▸ **CHALLENGE**
Begin with the line that contains "the blue license" and transcribe each line after it, up to and including the last line of the listing below.

─── GIVEN DATA

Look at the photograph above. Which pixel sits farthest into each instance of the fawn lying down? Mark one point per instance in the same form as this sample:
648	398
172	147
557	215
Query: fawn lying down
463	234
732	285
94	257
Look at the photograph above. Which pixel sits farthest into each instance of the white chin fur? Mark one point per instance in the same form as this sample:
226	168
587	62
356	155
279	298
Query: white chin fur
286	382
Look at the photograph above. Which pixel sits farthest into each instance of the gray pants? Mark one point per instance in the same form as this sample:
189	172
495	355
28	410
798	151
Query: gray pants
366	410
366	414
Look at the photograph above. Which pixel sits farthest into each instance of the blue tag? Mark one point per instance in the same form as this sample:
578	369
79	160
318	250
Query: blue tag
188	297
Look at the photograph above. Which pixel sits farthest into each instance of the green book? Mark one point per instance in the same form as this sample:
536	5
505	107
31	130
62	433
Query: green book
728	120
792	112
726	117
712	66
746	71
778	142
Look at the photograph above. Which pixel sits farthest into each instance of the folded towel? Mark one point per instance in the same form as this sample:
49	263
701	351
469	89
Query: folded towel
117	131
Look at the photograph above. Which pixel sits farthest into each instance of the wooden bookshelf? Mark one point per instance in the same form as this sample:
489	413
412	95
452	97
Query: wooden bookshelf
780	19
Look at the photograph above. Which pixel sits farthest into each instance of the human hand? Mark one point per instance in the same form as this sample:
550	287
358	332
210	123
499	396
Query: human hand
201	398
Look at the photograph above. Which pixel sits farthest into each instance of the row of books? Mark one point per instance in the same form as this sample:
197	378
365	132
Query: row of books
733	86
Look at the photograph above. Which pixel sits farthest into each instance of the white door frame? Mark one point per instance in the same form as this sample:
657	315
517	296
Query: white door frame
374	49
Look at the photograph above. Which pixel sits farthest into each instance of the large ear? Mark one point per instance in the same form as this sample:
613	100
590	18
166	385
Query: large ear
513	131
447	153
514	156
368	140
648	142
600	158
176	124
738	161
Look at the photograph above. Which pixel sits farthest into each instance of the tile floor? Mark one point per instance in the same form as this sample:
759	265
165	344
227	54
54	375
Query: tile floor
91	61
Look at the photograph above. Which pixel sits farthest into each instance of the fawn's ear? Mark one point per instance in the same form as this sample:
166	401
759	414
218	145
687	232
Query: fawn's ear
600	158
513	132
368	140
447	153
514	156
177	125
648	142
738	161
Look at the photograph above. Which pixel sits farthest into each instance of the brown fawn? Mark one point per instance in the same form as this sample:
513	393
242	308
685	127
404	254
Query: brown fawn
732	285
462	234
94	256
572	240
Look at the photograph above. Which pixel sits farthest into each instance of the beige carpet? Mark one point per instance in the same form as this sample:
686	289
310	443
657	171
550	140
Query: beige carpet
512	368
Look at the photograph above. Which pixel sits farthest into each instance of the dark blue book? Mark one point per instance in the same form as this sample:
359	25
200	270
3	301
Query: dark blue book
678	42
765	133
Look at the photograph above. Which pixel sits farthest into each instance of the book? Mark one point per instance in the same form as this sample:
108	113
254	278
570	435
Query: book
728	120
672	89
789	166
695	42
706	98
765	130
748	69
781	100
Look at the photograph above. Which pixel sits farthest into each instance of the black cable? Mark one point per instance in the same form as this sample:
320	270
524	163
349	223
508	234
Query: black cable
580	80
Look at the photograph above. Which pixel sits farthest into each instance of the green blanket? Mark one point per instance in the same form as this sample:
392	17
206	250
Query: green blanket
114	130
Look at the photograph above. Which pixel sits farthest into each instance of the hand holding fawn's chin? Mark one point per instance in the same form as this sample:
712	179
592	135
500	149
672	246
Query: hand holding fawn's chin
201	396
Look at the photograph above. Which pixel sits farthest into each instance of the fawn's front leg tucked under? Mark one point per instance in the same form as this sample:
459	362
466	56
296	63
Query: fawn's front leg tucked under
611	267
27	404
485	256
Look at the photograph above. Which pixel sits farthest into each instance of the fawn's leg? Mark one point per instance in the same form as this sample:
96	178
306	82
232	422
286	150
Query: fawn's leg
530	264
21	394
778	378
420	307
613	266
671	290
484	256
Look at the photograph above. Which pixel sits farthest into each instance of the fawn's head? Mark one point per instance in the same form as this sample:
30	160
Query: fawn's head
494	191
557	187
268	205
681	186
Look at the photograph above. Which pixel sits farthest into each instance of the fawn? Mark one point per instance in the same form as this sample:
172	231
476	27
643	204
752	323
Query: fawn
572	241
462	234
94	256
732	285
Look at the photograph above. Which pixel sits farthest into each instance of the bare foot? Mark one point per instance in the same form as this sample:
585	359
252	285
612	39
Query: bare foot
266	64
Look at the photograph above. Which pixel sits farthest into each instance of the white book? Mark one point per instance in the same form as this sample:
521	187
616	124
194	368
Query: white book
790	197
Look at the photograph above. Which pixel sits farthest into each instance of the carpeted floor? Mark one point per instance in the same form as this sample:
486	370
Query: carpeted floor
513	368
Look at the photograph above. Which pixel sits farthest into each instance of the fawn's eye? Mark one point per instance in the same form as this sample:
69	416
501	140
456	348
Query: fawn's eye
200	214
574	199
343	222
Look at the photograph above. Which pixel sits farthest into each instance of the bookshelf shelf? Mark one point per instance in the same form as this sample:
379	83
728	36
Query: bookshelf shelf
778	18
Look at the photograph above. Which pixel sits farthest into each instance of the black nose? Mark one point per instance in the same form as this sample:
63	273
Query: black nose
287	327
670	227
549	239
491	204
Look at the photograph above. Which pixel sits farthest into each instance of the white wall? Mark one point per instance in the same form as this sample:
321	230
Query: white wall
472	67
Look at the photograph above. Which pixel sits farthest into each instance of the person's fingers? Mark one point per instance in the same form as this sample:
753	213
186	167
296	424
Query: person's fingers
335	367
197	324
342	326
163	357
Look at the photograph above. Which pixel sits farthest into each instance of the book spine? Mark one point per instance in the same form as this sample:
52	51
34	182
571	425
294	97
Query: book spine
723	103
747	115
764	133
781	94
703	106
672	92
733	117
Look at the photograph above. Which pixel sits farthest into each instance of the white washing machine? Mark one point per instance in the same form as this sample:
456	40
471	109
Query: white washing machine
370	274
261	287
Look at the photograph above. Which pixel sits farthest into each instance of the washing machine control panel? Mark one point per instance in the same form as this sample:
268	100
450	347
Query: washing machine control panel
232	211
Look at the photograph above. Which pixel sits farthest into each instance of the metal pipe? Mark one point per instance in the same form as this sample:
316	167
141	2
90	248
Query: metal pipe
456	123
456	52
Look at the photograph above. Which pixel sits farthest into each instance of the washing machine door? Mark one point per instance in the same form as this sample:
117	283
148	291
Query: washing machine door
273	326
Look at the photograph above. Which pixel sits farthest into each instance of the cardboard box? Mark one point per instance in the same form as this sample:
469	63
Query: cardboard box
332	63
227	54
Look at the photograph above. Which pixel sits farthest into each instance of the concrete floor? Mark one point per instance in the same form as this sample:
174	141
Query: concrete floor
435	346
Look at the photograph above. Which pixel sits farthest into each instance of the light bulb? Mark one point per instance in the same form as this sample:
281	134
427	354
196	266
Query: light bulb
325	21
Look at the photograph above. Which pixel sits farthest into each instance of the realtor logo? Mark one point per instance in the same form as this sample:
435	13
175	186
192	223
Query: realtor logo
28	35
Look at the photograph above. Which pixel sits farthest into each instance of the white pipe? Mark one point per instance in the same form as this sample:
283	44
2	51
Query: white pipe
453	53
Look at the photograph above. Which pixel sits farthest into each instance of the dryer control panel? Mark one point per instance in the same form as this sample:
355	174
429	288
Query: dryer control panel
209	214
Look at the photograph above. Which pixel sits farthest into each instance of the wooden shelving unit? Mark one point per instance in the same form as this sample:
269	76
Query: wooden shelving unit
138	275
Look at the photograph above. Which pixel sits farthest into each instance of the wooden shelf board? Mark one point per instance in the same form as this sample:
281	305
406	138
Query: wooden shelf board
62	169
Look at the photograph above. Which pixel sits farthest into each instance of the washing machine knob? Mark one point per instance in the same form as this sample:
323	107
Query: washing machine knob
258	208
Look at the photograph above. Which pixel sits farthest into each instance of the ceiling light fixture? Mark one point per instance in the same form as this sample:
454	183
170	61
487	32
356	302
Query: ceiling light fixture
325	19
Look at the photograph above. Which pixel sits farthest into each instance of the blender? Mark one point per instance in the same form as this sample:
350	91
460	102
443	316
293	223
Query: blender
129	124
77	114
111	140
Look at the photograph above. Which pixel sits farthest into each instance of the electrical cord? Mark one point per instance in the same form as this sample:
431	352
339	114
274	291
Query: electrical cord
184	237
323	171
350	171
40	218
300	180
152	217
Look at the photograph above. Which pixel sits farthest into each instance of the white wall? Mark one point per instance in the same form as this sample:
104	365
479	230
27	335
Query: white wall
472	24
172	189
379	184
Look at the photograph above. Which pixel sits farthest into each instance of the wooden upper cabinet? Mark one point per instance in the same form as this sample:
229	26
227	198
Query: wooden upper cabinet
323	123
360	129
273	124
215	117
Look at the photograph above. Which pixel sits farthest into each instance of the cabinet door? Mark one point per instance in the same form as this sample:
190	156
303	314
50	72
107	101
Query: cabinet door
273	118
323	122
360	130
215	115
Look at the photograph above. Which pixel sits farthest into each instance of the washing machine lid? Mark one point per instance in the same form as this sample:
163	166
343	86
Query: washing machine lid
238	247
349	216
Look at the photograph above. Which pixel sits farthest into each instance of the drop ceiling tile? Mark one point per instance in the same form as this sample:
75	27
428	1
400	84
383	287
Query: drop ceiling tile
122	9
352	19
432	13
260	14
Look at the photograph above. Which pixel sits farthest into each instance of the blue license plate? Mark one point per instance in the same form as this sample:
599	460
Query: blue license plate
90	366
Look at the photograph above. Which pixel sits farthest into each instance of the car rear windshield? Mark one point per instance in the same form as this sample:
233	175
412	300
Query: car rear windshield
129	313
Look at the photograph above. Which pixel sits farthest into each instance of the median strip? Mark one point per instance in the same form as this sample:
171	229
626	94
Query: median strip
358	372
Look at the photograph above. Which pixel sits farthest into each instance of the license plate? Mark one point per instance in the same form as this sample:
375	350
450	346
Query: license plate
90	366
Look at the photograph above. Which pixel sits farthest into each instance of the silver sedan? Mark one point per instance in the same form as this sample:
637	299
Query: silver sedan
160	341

──────

▸ **CORRECT RESPONSE**
Look at the photograph above. Which pixel sits farthest into each instance of the blue license plate? Mark one point per instance in the same form as this sample:
599	460
Query: blue license plate
90	366
Look at the photograph above. Which pixel sits farthest into each instance of the car rear windshield? Mark one point per instance in the same form as this sample:
233	175
412	300
Query: car rear windshield
129	313
Look at the photograph above. Which pixel sits farthest into each instance of the median strip? Mark one point per instance in the same form as this sample:
171	229
626	94
Query: median strip
358	372
Look at the photograph above. Which pixel sits farthest into each instance of the license plate? Mark one point per instance in the same form as this sample:
375	350
450	346
Query: license plate
90	366
Look at the photograph above. Which pixel sits farthest into each instance of the silver sedan? Mark one point per instance in the same form as this sample:
637	299
Query: silver sedan
160	341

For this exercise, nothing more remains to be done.